■ Aim of the task
Retype all of the data exactly as given.

+++ Dataset excerpts

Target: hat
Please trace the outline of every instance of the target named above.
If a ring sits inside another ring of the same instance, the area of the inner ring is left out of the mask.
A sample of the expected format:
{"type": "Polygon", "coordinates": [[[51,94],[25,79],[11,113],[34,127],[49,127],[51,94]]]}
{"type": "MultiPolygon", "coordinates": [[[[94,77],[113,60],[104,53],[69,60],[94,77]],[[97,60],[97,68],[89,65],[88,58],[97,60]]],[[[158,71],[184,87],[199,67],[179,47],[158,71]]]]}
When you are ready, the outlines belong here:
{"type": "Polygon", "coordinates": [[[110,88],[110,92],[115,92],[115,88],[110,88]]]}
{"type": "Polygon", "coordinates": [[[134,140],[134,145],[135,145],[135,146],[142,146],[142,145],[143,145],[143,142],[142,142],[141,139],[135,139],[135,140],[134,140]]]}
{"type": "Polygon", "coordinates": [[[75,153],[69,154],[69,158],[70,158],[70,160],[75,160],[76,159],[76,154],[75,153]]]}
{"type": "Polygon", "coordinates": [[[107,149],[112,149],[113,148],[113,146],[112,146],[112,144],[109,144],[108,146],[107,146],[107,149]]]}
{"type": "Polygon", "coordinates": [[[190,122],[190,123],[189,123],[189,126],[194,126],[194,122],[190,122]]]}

++++++

■ Worked solution
Target: hat
Please trace the outline of every instance of the target named above.
If a ring sits inside another ring of the same instance, the area of the inner ring is left out of the mask.
A sample of the expected format:
{"type": "Polygon", "coordinates": [[[51,94],[25,79],[11,113],[34,127],[49,127],[51,94]]]}
{"type": "MultiPolygon", "coordinates": [[[[94,77],[113,60],[104,53],[69,60],[94,77]],[[97,60],[97,68],[89,65],[88,58],[97,60]]],[[[158,71],[184,87],[199,67],[179,47],[158,71]]]]}
When you are ready, the outlines belong here:
{"type": "Polygon", "coordinates": [[[110,88],[110,92],[115,92],[115,88],[110,88]]]}
{"type": "Polygon", "coordinates": [[[134,140],[134,145],[135,145],[135,146],[142,146],[142,145],[143,145],[143,142],[142,142],[141,139],[135,139],[135,140],[134,140]]]}
{"type": "Polygon", "coordinates": [[[75,153],[69,154],[69,158],[70,158],[70,160],[75,160],[76,159],[76,154],[75,153]]]}
{"type": "Polygon", "coordinates": [[[107,149],[112,149],[113,148],[113,146],[112,146],[112,144],[109,144],[108,146],[107,146],[107,149]]]}
{"type": "Polygon", "coordinates": [[[190,122],[190,123],[189,123],[189,126],[194,126],[194,122],[190,122]]]}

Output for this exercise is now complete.